**Work to complete:**
Every entry must be printed again exactly, with nothing left out.

Data extracted from a collection:
== Segment start ==

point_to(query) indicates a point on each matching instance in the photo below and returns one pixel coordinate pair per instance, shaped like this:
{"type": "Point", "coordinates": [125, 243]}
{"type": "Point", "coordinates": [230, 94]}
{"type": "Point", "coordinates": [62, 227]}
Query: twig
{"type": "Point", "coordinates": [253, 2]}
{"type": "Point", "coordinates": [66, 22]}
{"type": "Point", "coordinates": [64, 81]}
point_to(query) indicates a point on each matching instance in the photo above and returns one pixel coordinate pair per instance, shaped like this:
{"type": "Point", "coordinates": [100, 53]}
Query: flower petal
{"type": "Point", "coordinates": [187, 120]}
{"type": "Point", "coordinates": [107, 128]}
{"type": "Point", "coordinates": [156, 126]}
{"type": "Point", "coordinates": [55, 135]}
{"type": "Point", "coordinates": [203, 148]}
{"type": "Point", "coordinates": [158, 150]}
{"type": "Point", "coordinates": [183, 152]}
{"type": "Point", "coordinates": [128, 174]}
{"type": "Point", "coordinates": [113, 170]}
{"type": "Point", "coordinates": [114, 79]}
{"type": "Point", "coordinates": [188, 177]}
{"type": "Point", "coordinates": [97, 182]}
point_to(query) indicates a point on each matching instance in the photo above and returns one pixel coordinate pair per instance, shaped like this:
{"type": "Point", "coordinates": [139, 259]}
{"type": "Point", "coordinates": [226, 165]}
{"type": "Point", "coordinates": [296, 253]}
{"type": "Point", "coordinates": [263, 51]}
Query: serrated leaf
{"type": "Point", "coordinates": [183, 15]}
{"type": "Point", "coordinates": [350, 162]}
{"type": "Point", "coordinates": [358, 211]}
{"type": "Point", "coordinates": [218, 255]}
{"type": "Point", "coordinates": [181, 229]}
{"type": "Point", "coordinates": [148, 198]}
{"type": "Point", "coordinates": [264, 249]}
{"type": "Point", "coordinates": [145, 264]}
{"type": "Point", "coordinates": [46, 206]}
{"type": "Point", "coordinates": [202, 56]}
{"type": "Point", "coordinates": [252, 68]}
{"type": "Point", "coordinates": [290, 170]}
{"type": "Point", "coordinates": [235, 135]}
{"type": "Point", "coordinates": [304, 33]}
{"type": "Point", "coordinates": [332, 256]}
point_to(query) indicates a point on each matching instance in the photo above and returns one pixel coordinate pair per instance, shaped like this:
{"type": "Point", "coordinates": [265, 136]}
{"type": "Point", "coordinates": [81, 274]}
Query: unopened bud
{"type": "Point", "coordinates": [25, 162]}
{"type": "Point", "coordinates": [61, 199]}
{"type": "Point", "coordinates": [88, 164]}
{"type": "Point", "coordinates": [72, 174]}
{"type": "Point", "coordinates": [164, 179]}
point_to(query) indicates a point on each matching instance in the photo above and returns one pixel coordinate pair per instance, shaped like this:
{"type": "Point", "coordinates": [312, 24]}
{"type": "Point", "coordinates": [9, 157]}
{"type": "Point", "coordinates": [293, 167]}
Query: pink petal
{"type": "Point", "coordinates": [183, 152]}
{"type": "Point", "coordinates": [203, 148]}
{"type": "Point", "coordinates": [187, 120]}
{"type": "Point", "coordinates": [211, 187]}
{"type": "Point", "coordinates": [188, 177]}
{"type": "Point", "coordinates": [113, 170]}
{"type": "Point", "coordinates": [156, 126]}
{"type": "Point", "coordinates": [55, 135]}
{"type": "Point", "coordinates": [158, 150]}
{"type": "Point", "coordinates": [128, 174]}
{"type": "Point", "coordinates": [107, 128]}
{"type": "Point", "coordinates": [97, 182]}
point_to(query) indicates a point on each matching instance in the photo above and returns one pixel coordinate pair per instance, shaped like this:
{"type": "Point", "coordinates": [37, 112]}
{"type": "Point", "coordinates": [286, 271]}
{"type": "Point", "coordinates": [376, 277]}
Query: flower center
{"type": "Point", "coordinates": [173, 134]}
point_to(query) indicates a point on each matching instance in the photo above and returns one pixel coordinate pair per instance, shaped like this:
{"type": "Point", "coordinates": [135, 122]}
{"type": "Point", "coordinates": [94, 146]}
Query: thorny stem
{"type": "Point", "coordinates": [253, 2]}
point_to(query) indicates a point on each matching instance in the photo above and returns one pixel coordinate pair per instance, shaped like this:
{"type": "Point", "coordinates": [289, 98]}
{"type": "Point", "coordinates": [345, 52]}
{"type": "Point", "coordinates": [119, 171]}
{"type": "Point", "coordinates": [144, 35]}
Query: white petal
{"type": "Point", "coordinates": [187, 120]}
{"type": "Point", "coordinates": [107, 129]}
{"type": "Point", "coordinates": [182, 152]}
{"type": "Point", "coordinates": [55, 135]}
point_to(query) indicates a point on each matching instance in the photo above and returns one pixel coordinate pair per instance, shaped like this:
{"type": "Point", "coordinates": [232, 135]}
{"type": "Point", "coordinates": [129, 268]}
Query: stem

== Segment end ==

**Output below:**
point_to(query) indicates a point on each matching instance in the photo below and returns one pixel coordinate pair per instance, shaped like this:
{"type": "Point", "coordinates": [125, 243]}
{"type": "Point", "coordinates": [230, 94]}
{"type": "Point", "coordinates": [62, 227]}
Query: twig
{"type": "Point", "coordinates": [253, 2]}
{"type": "Point", "coordinates": [66, 22]}
{"type": "Point", "coordinates": [64, 81]}
point_to(query) indicates a point on each matching instance in the photo above and returns one pixel coordinate pair per instance, shaped like this:
{"type": "Point", "coordinates": [100, 53]}
Query: flower petal
{"type": "Point", "coordinates": [187, 120]}
{"type": "Point", "coordinates": [107, 128]}
{"type": "Point", "coordinates": [156, 126]}
{"type": "Point", "coordinates": [55, 135]}
{"type": "Point", "coordinates": [203, 148]}
{"type": "Point", "coordinates": [158, 150]}
{"type": "Point", "coordinates": [183, 152]}
{"type": "Point", "coordinates": [128, 174]}
{"type": "Point", "coordinates": [113, 170]}
{"type": "Point", "coordinates": [114, 79]}
{"type": "Point", "coordinates": [188, 177]}
{"type": "Point", "coordinates": [97, 182]}
point_to(query) indicates a point on each matching instance in the photo above and returns one pixel coordinate pair per instance, shaped like this:
{"type": "Point", "coordinates": [139, 259]}
{"type": "Point", "coordinates": [226, 165]}
{"type": "Point", "coordinates": [296, 253]}
{"type": "Point", "coordinates": [263, 51]}
Query: serrated leaf
{"type": "Point", "coordinates": [183, 15]}
{"type": "Point", "coordinates": [350, 162]}
{"type": "Point", "coordinates": [358, 211]}
{"type": "Point", "coordinates": [218, 255]}
{"type": "Point", "coordinates": [181, 229]}
{"type": "Point", "coordinates": [148, 198]}
{"type": "Point", "coordinates": [264, 249]}
{"type": "Point", "coordinates": [145, 264]}
{"type": "Point", "coordinates": [46, 206]}
{"type": "Point", "coordinates": [202, 56]}
{"type": "Point", "coordinates": [252, 68]}
{"type": "Point", "coordinates": [290, 170]}
{"type": "Point", "coordinates": [235, 135]}
{"type": "Point", "coordinates": [304, 33]}
{"type": "Point", "coordinates": [332, 256]}
point_to(query) indicates a point on each matching instance in the photo above and returns one pixel coordinate pair per instance, shaped like this:
{"type": "Point", "coordinates": [265, 136]}
{"type": "Point", "coordinates": [81, 274]}
Query: unopened bud
{"type": "Point", "coordinates": [25, 162]}
{"type": "Point", "coordinates": [61, 199]}
{"type": "Point", "coordinates": [88, 164]}
{"type": "Point", "coordinates": [72, 174]}
{"type": "Point", "coordinates": [164, 179]}
point_to(query) indicates a point on each matching instance in the photo above and returns one pixel coordinate pair per instance, shaped like this:
{"type": "Point", "coordinates": [312, 24]}
{"type": "Point", "coordinates": [9, 157]}
{"type": "Point", "coordinates": [293, 167]}
Query: pink petal
{"type": "Point", "coordinates": [183, 152]}
{"type": "Point", "coordinates": [203, 148]}
{"type": "Point", "coordinates": [187, 120]}
{"type": "Point", "coordinates": [211, 187]}
{"type": "Point", "coordinates": [188, 177]}
{"type": "Point", "coordinates": [113, 170]}
{"type": "Point", "coordinates": [156, 126]}
{"type": "Point", "coordinates": [55, 135]}
{"type": "Point", "coordinates": [158, 150]}
{"type": "Point", "coordinates": [128, 174]}
{"type": "Point", "coordinates": [107, 128]}
{"type": "Point", "coordinates": [97, 182]}
point_to(query) indicates a point on each matching instance in the photo above and returns one pixel coordinate pair per instance, shaped like this:
{"type": "Point", "coordinates": [37, 112]}
{"type": "Point", "coordinates": [286, 271]}
{"type": "Point", "coordinates": [376, 277]}
Query: flower center
{"type": "Point", "coordinates": [173, 134]}
point_to(query) indicates a point on each matching instance in the photo above and returns one pixel coordinate pair per instance, shaped like this:
{"type": "Point", "coordinates": [135, 122]}
{"type": "Point", "coordinates": [94, 146]}
Query: thorny stem
{"type": "Point", "coordinates": [253, 2]}
point_to(query) indicates a point on each matching instance in the photo above and returns one pixel coordinate pair per instance, shaped like this:
{"type": "Point", "coordinates": [289, 98]}
{"type": "Point", "coordinates": [345, 52]}
{"type": "Point", "coordinates": [119, 171]}
{"type": "Point", "coordinates": [144, 35]}
Query: white petal
{"type": "Point", "coordinates": [187, 120]}
{"type": "Point", "coordinates": [107, 129]}
{"type": "Point", "coordinates": [182, 152]}
{"type": "Point", "coordinates": [55, 135]}
point_to(query) indicates a point on each matching instance in the photo above and returns one pixel coordinate pair per instance, shaped like this:
{"type": "Point", "coordinates": [232, 135]}
{"type": "Point", "coordinates": [129, 268]}
Query: stem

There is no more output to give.